--- start of SELECTION ---
For International Women's Day we spoke with Associate Professor Inès Moreno de Barreda to explore what led to her career in Economics, and what she thought could be improved upon to welcome more women into the field of Economics.
What led you to a career in Economics?
I’ve always loved problem solving and maths. However, as I advanced in my (5 years) undergrad in maths I missed being able to discuss with my family and friends whatever I was learning. After working in a risk consultancy firm for a couple of years I really wanted to come back to academia. I spent one year at the UAB a as a research assistant to the micro theory group and I just loved it. Jordi Massó introduced me to the Kidney matching problem, to strategy-proof social choice functions and stable coalition problems. It really opened my eyes and I decided to do a PhD in economics.
Why aren’t there many women in the field of Economics?
There might be a misperception of what economics is. Students have little exposure to what we do in economics by the time they have to choose what to pursue at university. Economics might be seen as synonym to finance, money, markets, taxes and unemployment. These topics are not the most inviting and appealing to female students. Topics such as development, inequality, behavioural economics, experiments and even mechanisms design (which is what attracted me to economics) are maybe less salient to 16-18 years old students.
What motivates you in your work?
The best moment by far is when I am deep into a project and something that wasn’t clear suddenly becomes transparent. This might be because I manage to complete an argument in a proof, or because I find a counter example of something that I thought was satisfied but I wasn’t managing to prove. The feeling of a clear understanding of something that wasn’t known is really amazing. Unfortunately it doesn’t happen very often.
--- end of SELECTION ---
--- start of DATA LISTING ---
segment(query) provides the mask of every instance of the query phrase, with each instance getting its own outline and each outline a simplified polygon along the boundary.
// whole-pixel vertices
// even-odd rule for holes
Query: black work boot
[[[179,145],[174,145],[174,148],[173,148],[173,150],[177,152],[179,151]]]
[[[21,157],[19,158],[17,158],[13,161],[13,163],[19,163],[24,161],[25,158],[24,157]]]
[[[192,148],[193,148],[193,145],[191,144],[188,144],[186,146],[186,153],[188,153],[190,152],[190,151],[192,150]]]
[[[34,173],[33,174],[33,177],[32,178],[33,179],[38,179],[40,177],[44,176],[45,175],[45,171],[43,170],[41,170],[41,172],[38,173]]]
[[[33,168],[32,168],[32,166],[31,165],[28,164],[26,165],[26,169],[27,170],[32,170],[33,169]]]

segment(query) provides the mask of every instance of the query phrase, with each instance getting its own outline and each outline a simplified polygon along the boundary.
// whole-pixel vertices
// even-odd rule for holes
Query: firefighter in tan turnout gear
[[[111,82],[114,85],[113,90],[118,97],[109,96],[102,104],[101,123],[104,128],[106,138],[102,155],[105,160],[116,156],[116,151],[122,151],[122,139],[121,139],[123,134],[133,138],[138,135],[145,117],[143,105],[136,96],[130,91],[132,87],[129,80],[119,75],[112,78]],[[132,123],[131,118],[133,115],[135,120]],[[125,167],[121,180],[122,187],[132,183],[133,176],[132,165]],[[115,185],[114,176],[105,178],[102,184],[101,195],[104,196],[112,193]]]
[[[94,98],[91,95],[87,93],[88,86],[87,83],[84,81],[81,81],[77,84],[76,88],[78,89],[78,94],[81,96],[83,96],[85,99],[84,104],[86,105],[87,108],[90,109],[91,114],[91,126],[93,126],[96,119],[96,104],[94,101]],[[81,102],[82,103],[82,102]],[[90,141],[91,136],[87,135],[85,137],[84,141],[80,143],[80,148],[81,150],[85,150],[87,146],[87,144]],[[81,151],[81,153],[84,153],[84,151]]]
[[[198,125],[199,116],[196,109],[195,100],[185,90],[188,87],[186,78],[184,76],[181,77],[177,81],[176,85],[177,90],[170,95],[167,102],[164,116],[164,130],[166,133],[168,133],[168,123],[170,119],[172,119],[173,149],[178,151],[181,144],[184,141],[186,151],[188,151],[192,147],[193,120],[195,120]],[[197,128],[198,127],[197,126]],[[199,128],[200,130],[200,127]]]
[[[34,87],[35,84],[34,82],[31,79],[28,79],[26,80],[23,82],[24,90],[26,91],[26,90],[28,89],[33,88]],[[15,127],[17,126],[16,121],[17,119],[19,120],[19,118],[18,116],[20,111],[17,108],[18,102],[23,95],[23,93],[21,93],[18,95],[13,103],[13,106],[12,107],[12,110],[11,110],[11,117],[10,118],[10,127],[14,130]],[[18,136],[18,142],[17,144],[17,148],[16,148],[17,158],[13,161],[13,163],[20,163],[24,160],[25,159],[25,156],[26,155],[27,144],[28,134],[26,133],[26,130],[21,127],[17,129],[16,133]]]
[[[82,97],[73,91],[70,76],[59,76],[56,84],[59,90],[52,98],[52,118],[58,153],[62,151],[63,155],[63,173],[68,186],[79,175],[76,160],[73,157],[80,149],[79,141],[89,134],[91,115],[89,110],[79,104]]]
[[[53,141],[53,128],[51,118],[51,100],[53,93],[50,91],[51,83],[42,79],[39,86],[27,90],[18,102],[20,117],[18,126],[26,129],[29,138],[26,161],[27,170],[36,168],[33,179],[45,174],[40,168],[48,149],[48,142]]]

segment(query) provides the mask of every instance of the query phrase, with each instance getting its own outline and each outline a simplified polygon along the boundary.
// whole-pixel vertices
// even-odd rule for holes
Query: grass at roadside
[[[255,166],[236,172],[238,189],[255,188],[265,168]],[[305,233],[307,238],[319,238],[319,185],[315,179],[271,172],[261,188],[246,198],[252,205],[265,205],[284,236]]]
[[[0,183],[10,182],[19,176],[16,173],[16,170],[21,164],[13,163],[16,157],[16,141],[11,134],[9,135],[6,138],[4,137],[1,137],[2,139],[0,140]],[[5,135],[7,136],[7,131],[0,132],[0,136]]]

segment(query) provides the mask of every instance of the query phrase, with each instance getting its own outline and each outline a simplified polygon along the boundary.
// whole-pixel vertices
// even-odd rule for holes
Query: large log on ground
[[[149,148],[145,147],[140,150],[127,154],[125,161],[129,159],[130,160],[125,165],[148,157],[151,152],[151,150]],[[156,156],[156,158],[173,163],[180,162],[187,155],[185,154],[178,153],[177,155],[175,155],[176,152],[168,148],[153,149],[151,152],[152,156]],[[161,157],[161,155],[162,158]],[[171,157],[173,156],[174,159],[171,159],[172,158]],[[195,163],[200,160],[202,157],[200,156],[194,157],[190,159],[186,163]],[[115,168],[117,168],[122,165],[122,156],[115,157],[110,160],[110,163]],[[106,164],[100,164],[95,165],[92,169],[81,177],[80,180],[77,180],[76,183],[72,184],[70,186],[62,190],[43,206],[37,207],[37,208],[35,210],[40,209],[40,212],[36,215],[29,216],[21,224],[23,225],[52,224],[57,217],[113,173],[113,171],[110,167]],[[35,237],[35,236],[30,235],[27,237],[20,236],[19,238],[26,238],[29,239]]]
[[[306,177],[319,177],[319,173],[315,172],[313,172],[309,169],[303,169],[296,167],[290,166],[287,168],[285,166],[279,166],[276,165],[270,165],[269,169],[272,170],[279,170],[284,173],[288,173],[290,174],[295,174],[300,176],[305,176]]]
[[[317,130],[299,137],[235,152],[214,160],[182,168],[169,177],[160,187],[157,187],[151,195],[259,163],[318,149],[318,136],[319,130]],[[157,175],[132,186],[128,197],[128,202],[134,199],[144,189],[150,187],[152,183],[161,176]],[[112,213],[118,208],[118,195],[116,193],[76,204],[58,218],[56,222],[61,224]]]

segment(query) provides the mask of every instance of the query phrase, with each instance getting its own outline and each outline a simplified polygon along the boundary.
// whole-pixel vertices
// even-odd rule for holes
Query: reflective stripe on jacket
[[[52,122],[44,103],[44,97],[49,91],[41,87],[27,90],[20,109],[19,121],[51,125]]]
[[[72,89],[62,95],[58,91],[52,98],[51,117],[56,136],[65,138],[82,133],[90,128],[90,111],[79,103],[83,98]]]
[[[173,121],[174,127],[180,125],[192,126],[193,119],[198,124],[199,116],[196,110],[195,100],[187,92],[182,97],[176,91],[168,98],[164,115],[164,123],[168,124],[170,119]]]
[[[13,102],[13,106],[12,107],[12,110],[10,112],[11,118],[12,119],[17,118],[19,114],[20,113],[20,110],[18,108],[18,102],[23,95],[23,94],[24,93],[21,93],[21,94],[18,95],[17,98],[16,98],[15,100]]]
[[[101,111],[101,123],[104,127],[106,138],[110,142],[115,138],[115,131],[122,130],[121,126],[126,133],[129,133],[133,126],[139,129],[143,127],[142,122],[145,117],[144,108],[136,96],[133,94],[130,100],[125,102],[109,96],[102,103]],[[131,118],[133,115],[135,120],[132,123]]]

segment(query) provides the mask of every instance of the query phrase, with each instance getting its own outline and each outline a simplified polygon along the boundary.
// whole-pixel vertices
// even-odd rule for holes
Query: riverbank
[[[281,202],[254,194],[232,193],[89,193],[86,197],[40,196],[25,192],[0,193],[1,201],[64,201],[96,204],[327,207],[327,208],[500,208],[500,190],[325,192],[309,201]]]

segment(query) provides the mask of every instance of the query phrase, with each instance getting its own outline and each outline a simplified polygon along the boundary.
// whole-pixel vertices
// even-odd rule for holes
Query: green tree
--- end of DATA LISTING ---
WHAT YOU SHOULD DO –
Edit the interview from "I’ve always loved" to "field of Economics?", putting "university research" in place of "academia".

SOLUTION TO THIS EXERCISE –
I’ve always loved problem solving and maths. However, as I advanced in my (5 years) undergrad in maths I missed being able to discuss with my family and friends whatever I was learning. After working in a risk consultancy firm for a couple of years I really wanted to come back to university research. I spent one year at the UAB a as a research assistant to the micro theory group and I just loved it. Jordi Massó introduced me to the Kidney matching problem, to strategy-proof social choice functions and stable coalition problems. It really opened my eyes and I decided to do a PhD in economics.
Why aren’t there many women in the field of Economics?